**WRITTEN INSTRUCTION 1**. List every web address (URL) in the post on RSS and WAP/WML below.
**WRITTEN INSTRUCTION 2**. Continue the post on RSS and WAP/WML from its final sentence onward, keeping its voice and subject.

RSS and WAP/WML... lessons re HTML and RDF and format divergence?

People are stressing out about their being 2+ flavours of RSS. We should
remember that the story doesn't stop there...

http://www.oasis-open.org/cover/wap-wml.html
and in particular WML 2.0, see
http://www.oasis-open.org/cover/ni2001-08-01-b.html

WML pages were another XML document format that offered a 'site summary'
suitable for phones and PDA browsers. I've not followed the work closely,
but it seems (eg. see some of the punditry lined from the 1st URL above)
that the gravitational pull of (X)HTML was felt, and the format is moving
towards being a profile of XHTML rather than a distinct stand-alone XML
document format. I expect RSS to feel that same pull...

If we're in a 'standing back and taking stock' mood, we should look beyond
the confines of RSS v*.* and consider developments such as WML, and the
design choices that have been made elsewhere.
http://www.wapforum.org/what/technical.htm has some pointers to the
WAPForum work in this area, for example for an XHTML Mobile profile and a
WML 2.0 spec that (as I understand it -- haven't followed this work
closely) bridges the HTML-based recent approach with the WAP/WML 1.0
approach.

So one point I'm making is that WAP/WML is of specific interest, both as a
technology that's in a similar space to RSS (boiled down summaries of Web
content). My other point is just that we should look around at the wider
context within which we're designing and deploying RSS, and see the split
between the RSS flavours in the context of this wider landscape of
multi-format, multi-namespace'd XML in the Web.

Aside: here's a piece I found on RSS, HTML and WAP (and using XSLT to
transform between them):

	http://www.webreference.com/xml/column15/ (for html)
	http://www.webreference.com/xml/column16/ (for WAP)
	Transforming RSS into HTML and WAP I

The actual transform being at
http://www.webreference.com/xml/column16/rss2wml.xsl (doesn't seem to use
namespaces etc...)

**STORED DATA**.
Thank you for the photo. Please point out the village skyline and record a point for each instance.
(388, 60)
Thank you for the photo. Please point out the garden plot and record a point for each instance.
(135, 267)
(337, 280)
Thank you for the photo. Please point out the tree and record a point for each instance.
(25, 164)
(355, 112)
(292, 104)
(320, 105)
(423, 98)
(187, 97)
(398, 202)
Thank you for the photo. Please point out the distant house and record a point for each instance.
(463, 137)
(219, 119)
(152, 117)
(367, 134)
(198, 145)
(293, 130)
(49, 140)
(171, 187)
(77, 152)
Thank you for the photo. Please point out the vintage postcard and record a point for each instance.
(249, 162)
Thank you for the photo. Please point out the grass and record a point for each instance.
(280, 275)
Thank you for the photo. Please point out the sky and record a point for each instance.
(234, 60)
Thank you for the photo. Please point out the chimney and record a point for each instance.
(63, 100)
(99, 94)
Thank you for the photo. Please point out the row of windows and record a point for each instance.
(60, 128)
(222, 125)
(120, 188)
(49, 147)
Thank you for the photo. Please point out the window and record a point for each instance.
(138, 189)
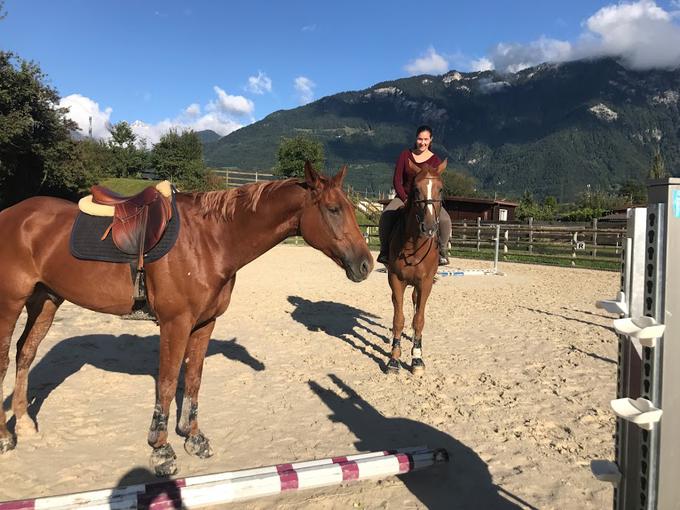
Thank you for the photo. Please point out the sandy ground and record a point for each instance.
(520, 370)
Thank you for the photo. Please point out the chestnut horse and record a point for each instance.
(188, 288)
(414, 257)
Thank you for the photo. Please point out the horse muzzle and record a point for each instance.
(359, 268)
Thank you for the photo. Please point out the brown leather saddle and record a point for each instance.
(139, 221)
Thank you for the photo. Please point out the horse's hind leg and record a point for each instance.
(40, 309)
(196, 443)
(398, 287)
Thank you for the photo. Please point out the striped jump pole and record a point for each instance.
(221, 488)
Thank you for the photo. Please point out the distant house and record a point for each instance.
(488, 209)
(467, 208)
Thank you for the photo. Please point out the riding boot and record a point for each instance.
(443, 256)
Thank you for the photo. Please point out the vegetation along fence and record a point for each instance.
(234, 178)
(576, 244)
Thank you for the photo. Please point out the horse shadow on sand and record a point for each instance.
(158, 492)
(127, 354)
(344, 322)
(464, 482)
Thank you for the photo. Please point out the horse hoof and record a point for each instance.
(25, 427)
(392, 366)
(163, 460)
(7, 444)
(417, 367)
(198, 445)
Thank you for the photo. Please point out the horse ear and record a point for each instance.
(339, 177)
(311, 176)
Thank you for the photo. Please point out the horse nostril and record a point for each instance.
(364, 267)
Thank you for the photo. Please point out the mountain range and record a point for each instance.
(552, 129)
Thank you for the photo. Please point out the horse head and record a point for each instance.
(425, 199)
(328, 223)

**REPLY 1**.
- http://www.oasis-open.org/cover/wap-wml.html
- http://www.oasis-open.org/cover/ni2001-08-01-b.html
- http://www.wapforum.org/what/technical.htm
- http://www.webreference.com/xml/column15/
- http://www.webreference.com/xml/column16/
- http://www.webreference.com/xml/column16/rss2wml.xsl

**REPLY 2**.
I think there are some fantastic things we can do with XSLT, to tranform
(*often lossily*) between independently developed XML document formats,
and to lessen the workload of content producers. But we shouldn't rely on
it to get us out of sticky situations that we needn't have gotten into in
the first place. XSLT is a full-on programming language, so *of course* we
can write XSLT computer programs to create docs in one format based on
input from docs in other formats. That's very handy. But it doesn't make
it harmless to run around creating lots of different widely-evangelised
document formats that solve the same problem. If we evangelise RSS 1.0 as
an XML format for 'whats new' pages on web sites, and others evangelise
HTML, and others evangelise RSS 0.9.34147*, and others evangelise WML/WAP
1.0, that creates a confusing, fragmented world for content producers and
tool developers.  The existence of XSLT (ie. the ability to write
XML-centric computer programs) is one tool for making such a fragmented
world less painful, that's all.

The reason I'm happy to evangelise RSS 1.0 is because it isn't
just yet another XML document format. It falls into the family of XML
document formats that stick to the RDF syntactic conventions for
multi-namespace documents. This means that RSS shares a *lot* of common
structure with other RDF-compatible XML-based languages. RDF was designed
so that independently developed RDF vocabularies would play well together.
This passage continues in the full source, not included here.